_What you need to do_
Omit the pictures, then reproduce every remaining record exactly.

_Records for this exercise_
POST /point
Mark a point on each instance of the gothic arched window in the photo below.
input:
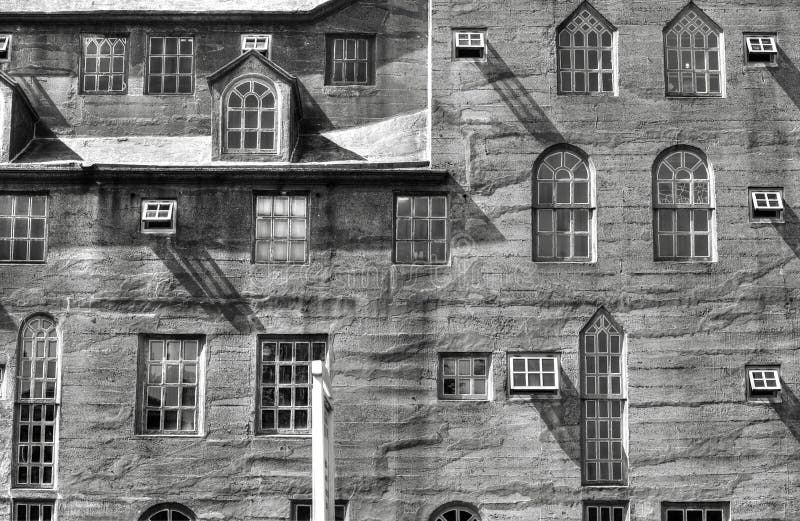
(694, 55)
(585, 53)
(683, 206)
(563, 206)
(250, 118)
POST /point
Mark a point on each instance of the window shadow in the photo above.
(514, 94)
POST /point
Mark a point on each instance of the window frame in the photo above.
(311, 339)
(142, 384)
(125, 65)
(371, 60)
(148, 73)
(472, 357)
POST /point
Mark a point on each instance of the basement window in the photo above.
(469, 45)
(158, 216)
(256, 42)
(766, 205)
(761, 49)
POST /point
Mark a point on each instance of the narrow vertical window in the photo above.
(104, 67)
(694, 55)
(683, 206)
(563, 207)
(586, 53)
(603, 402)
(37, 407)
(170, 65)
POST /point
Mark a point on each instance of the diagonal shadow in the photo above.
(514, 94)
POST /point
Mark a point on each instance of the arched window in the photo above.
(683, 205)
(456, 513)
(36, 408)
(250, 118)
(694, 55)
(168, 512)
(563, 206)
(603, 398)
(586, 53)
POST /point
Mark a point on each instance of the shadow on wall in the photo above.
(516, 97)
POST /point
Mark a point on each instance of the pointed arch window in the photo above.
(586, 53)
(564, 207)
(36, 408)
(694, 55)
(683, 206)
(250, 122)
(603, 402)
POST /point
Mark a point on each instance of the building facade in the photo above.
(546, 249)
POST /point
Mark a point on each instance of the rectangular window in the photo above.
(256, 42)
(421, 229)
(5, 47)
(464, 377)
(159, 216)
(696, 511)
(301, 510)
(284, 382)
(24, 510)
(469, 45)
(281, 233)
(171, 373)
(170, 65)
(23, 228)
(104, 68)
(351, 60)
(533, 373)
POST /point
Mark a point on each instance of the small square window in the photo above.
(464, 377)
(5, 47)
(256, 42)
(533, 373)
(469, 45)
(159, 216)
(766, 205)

_Response_
POST /point
Mark a point on each instance of the gothic arched window in the photo below.
input:
(694, 55)
(585, 53)
(683, 206)
(563, 206)
(250, 118)
POST /point
Mark a point on each instance of the window shadow in the photo above.
(514, 94)
POST /point
Mark a point on each instance of the window frame in the photo above.
(311, 339)
(142, 384)
(125, 65)
(371, 60)
(148, 73)
(472, 357)
POST /point
Mark a point on each instance of the basement window in the photo above.
(469, 45)
(158, 216)
(256, 42)
(766, 205)
(761, 49)
POST /point
Mark a point on each instance of the narrow vertical window in the photo above.
(104, 67)
(694, 55)
(683, 206)
(563, 207)
(586, 53)
(603, 402)
(37, 407)
(170, 65)
POST /point
Mark a point on each instance of the diagonal shadow in the photo above.
(514, 94)
POST /point
Mark a point on each instance of the arched window in the photo above.
(683, 205)
(456, 513)
(36, 408)
(250, 118)
(694, 55)
(168, 512)
(563, 206)
(603, 398)
(586, 53)
POST /point
Mark a point on each instance of the shadow on wall in the photo above.
(516, 97)
POST /point
Mark a point on each instance of the pointed arch window in the photo above.
(586, 53)
(564, 207)
(36, 408)
(694, 55)
(683, 206)
(250, 122)
(603, 402)
POST /point
Mark a point on each instance of the building facade in the photo above.
(546, 249)
POST /point
Mark a point on each instance of the rectangular window in the photo above.
(256, 42)
(421, 229)
(5, 47)
(464, 377)
(159, 216)
(696, 511)
(301, 510)
(284, 382)
(24, 510)
(469, 45)
(281, 233)
(171, 373)
(170, 65)
(23, 228)
(104, 68)
(351, 60)
(533, 373)
POST /point
Mark a point on each instance of the small square window in the photo above.
(464, 377)
(5, 47)
(256, 42)
(533, 373)
(469, 45)
(159, 216)
(766, 205)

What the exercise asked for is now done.